-------- Text to read

He doesn't feel tied down or like he's messing up other peoples' work and he's changed the ending.
!["I feel more at home here [Australia] than I do in London." Picture Getty Images "I feel more at home here [Australia] than I do in London." Picture Getty Images](/Z4Q6sUEHdcmw72MBPYgZkU/92fa42d8-85b6-4588-8007-5b705db94943.jpg)
"I don't think that watching people on crosses singing after 44 years of being able to watch that, I don't think we should just reproduce it."
What about Always Look on the Bright Side of Life?
"Well, I think we'll have the song in there because everybody wants it in there. One person said to me, you should have the song because the audience would expect it. I said to them, 'When did Monty Python do things because the audience would expect it?'"
But he will include it.
"Of course, people would miss it..."
Monty Python - comprising fellow Brits Michael Palin, Terry Jones, Eric Idle, Graham Chapman and American Terry Gilliam - created television, movies, books and records. They were influenced by everyone from the Goons to silent comedians like Buster Keaton but added their own blend of the intellectual and the nonsensical.
"Oh, it was a good team, it had people who do different things very, very well. Gilliam didn't really, as far as I remember, ever contribute to the writing. But his animations, nobody else could have touched him and they worked incredibly well.

----------------

» Given task A
Convert the rows into a JSON list of strings, one string per line with blank lines omitted, starting with the line containing "Your role is" and continuing through the line containing "[0,388,31,418]".
The rows below are unrelated to the Monty Python text.

-------- Records for this exercise

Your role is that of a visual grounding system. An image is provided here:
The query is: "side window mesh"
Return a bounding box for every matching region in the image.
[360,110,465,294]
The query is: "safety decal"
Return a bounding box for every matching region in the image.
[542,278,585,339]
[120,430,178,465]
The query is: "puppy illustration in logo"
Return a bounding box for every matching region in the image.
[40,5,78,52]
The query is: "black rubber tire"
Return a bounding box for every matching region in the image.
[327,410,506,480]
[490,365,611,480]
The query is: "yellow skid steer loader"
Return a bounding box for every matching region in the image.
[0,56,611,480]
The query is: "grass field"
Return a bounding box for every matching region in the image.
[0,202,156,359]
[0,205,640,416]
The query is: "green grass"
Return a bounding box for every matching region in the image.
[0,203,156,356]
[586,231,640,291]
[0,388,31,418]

----------------
-------- Records for this exercise

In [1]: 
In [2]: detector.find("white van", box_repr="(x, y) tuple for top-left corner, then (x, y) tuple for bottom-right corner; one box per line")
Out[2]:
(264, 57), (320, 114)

----------------

» Given task B
In the Monty Python text, why does the speaker say Always Look on the Bright Side of Life will be kept in the show?

» Written answer A
[
  "Your role is that of a visual grounding system. An image is provided here:",
  "The query is: \"side window mesh\"",
  "Return a bounding box for every matching region in the image.",
  "[360,110,465,294]",
  "The query is: \"safety decal\"",
  "Return a bounding box for every matching region in the image.",
  "[542,278,585,339]",
  "[120,430,178,465]",
  "The query is: \"puppy illustration in logo\"",
  "Return a bounding box for every matching region in the image.",
  "[40,5,78,52]",
  "The query is: \"black rubber tire\"",
  "Return a bounding box for every matching region in the image.",
  "[327,410,506,480]",
  "[490,365,611,480]",
  "The query is: \"yellow skid steer loader\"",
  "Return a bounding box for every matching region in the image.",
  "[0,56,611,480]",
  "The query is: \"grass field\"",
  "Return a bounding box for every matching region in the image.",
  "[0,202,156,359]",
  "[0,205,640,416]",
  "The query is: \"green grass\"",
  "Return a bounding box for every matching region in the image.",
  "[0,203,156,356]",
  "[586,231,640,291]",
  "[0,388,31,418]"
]

» Written answer B
He says the song will be there because everybody wants it there, and people would miss it. He rejects the argument that the audience would expect it, since Monty Python never did things for that reason.